* _JOB_
Return every line of the entries that contains the word "hand". Case counts.

* _PROVIDED DATA_
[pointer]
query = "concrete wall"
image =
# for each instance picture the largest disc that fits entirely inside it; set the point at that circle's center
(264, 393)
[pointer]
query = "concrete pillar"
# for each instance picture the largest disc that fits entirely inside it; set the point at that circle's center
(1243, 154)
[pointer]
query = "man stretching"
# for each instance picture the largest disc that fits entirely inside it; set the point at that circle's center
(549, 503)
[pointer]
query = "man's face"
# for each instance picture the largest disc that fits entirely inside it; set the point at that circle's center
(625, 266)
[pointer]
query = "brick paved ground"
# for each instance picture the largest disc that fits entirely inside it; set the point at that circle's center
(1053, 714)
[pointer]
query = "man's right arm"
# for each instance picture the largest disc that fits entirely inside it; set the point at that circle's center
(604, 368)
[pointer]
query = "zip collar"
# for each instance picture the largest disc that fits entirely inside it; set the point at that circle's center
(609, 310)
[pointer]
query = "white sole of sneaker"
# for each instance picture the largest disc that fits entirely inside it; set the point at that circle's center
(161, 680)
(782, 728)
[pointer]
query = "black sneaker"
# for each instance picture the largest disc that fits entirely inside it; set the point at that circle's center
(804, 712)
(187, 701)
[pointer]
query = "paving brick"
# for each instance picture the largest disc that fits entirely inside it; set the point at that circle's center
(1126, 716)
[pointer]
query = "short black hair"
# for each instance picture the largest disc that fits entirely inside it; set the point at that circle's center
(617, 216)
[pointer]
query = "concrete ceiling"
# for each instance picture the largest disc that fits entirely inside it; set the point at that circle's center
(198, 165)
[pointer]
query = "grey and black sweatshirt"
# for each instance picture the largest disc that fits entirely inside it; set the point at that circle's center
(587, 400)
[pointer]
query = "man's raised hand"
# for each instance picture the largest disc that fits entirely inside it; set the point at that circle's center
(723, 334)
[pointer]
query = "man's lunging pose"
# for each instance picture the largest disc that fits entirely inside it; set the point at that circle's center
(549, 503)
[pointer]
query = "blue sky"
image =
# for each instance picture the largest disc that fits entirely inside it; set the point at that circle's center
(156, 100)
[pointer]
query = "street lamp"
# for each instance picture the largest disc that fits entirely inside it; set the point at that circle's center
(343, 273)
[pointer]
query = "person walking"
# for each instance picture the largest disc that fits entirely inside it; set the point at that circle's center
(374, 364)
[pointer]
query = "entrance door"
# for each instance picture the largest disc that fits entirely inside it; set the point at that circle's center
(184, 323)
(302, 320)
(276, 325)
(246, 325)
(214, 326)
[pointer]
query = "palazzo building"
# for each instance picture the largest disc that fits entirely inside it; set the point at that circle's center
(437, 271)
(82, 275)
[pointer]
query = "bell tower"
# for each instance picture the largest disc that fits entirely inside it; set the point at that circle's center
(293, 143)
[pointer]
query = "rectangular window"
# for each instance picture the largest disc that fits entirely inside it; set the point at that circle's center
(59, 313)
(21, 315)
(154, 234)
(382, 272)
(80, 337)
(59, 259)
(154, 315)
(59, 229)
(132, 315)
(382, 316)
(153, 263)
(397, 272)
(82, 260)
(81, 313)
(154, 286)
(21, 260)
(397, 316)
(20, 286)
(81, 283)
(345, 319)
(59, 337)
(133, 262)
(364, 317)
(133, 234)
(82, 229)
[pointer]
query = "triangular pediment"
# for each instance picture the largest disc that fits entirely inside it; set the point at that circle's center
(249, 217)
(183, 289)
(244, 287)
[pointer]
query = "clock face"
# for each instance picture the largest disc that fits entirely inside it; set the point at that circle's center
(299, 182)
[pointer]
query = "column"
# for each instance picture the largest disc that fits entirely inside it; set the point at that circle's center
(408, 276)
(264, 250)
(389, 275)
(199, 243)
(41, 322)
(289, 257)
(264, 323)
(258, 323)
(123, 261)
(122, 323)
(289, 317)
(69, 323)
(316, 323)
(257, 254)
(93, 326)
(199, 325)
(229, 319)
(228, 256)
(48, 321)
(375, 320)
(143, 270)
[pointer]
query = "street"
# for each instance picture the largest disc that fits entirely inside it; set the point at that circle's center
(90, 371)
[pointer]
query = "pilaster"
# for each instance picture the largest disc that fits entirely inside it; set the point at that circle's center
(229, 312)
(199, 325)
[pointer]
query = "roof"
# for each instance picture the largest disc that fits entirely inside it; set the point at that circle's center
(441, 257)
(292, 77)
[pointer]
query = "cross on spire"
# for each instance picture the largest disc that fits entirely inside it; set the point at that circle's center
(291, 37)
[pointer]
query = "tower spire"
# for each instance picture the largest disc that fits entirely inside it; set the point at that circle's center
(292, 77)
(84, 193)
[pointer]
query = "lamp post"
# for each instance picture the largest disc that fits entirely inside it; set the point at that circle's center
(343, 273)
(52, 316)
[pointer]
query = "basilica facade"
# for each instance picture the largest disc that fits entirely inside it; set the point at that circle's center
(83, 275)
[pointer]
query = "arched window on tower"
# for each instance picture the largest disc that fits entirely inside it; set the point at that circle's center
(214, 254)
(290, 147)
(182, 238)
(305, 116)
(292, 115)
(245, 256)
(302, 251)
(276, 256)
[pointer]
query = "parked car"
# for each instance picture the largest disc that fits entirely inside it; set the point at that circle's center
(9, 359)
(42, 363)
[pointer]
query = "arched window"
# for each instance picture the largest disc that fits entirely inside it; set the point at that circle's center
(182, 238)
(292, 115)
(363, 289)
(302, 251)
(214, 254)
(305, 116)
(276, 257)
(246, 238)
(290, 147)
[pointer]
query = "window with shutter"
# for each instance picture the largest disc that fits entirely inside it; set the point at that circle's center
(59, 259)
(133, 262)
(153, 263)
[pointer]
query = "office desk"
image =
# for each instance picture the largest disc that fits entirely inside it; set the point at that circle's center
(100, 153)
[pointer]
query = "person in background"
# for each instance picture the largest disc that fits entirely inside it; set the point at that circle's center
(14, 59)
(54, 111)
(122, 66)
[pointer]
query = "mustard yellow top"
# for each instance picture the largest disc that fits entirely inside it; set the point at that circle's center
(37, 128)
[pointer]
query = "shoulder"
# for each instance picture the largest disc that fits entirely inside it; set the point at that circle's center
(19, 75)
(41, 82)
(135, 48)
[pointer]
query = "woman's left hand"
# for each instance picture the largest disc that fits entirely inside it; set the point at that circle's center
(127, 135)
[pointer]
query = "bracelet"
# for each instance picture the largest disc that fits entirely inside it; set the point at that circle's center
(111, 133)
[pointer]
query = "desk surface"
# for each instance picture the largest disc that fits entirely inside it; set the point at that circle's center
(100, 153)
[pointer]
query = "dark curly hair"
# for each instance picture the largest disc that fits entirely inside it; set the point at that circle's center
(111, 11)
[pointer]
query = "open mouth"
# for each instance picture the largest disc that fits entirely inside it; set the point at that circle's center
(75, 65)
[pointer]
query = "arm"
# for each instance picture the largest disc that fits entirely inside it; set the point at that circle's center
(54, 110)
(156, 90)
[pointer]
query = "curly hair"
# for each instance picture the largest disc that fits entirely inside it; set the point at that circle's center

* _FINISHED TASK_
query = "man's raised hand"
query = "woman's left hand"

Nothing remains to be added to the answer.